**WHAT IS NEEDED:** Continue the article on entity extraction with large language models, starting right after its final sentence.

**TEXT PASSAGE:**
::::
Entity Extraction using Large Language Models

Marseelan A

Principal Data Scientist

Introduction

Large Language Models have taken the AI community by storm. Every day, we encounter stories about new releases of Large Language Models (LLMs) of different types, sizes, the problems they solve, and their performance benchmarks on various tasks. The typical scenarios that have been discussed include content generation, summarization, question answering, chatbots, and more.

We believe that LLMs possess much greater Natural Language Processing (NLP) capabilities, and their adaptability to different domains makes them an attractive option to explore a wider range of applications. Among the many NLP tasks they can be employed for, one area that has received less attention is Named Entity Recognition (NER) and Extraction. Entity Extraction has broader applicability in document-intensive workflows, particularly in fields such as Pharmacovigilance, Invoice Processing, Insurance Underwriting, and Contract Management.

In this blog, we delve into the utilization of Large Language Models in contract analysis, a critical aspect of contract management. We explore the scope of Named Entity Recognition and how contract extraction differs when using LLMs with prompts compared to traditional methods. Furthermore, we introduce NaviCADE, our in-house solution harnessing the power of LLMs to perform advanced contract analysis.

Named Entity Recognition

Named Entity Recognition is an NLP task that identifies entities present in text documents. General entity recognizers perform well in detecting entities such as Person, Organization, Place, Event, etc. However, their usage in specialized domains such as healthcare, contracts, insurance, etc. is limited. This limitation can be circumvented by choosing the right datasets, curating data, customizing models, and deploying them.
::::
**SUPPLIED INFORMATION:**

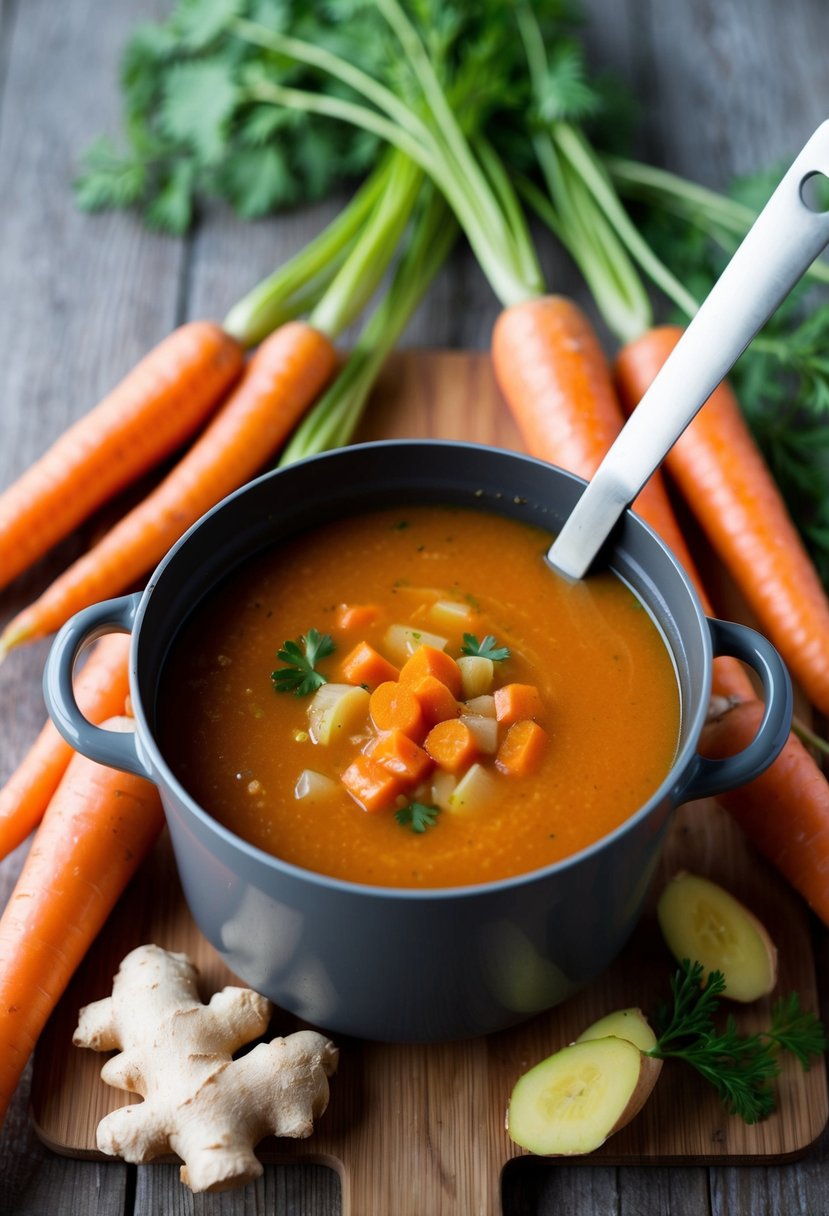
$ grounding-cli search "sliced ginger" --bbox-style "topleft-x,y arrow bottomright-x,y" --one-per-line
::::
**ANSWER BOX:**
Customizing Models

The classical approach to models involves collecting a corpus of domain-specific data, such as contracts and agreements, manually labeling the corpus, and training it with robust hardware infrastructure, benchmarking the results. While people have found success with this approach using SpaCy or BERT-based embeddings to fine-tune models, the manual labeling effort and training costs involved are high. Moreover, these models do not have the capability to detect entities that were not present in the training data. Additionally, the classical approach is ineffective in scenarios with limited or no data.

The emergence of LLMs has brought about a paradigm shift in the way models are conceptualized, trained, and used. A Large Language Model is essentially a few-shot learner and a multi-task learner. Data scientists only need to present a few demonstrations of how entities have been extracted using well-designed prompts. Large language models leverage these samples, perform in-context learning, and generate the desired output. They are remarkably flexible and adaptable to new domains with minimal demonstrations, significantly expanding the applicability of the solution's extraction capabilities across various contexts. The following section describes a scenario where LLMs were employed.

Contract Extraction Using LLM

Compliance management is a pivotal component of contract management, ensuring that all parties adhere to the terms, conditions, payment schedules, deliveries, and other obligations outlined in the contracts. Efficiently extracting key obligations from documents and storing them in a database is crucial for maximizing value. The current extraction process is a combination of manual and semi-automated methods, yielding mixed results. Improved extraction techniques have been used by NaviCADE to deliver significantly better results.

NaviCADE

NaviCADE is a one-stop solution for all data extraction from documents. It is built on cloud services such as AWS to process documents of different types coming from various business functions and industries. NaviCADE has been equipped with LLM capabilities by selecting and fine-tuning the right models for the right purposes. These capabilities have enabled us to approach the extraction task using well-designed prompts comprising of instruction, context, and few-shot learning methods. NaviCADE can process different types of contracts, such as Intellectual Property, Master Services Agreement, Marketing Agreement, etc.

A view of the NaviCADE application is attached below, displaying contracts and the extracted obligations from key sections of a document. Additionally, NaviCADE provides insights into the type and frequency of these obligations.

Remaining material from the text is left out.